#### [Work instructions]
Can you update the records from the line holding "Target: tall dried plant stem" through the end of the records, inclusive, so that "dot" becomes "mark" and nothing else changes?

== Material ==

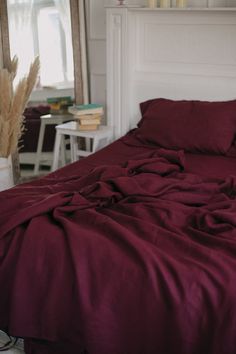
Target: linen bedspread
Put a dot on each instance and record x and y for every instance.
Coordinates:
(130, 258)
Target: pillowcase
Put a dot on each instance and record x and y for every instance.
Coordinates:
(194, 126)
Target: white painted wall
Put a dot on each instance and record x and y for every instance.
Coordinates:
(97, 39)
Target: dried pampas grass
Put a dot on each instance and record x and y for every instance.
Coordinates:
(12, 105)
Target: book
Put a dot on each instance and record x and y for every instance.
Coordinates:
(87, 127)
(92, 108)
(89, 121)
(89, 116)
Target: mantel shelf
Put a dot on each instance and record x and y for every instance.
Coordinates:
(144, 8)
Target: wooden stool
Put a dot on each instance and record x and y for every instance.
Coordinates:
(100, 138)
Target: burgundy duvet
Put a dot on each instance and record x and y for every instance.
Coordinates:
(126, 252)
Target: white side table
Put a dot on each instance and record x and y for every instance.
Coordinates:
(100, 138)
(47, 119)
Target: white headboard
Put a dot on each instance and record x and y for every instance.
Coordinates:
(178, 54)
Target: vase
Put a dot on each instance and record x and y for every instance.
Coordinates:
(6, 173)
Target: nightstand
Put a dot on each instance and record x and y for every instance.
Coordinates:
(100, 138)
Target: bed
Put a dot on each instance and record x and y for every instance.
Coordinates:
(132, 249)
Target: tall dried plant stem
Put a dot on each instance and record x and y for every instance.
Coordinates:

===

#### [Finished exercise]
Target: tall dried plant stem
Put a mark on each instance and record x and y for every instance.
Coordinates:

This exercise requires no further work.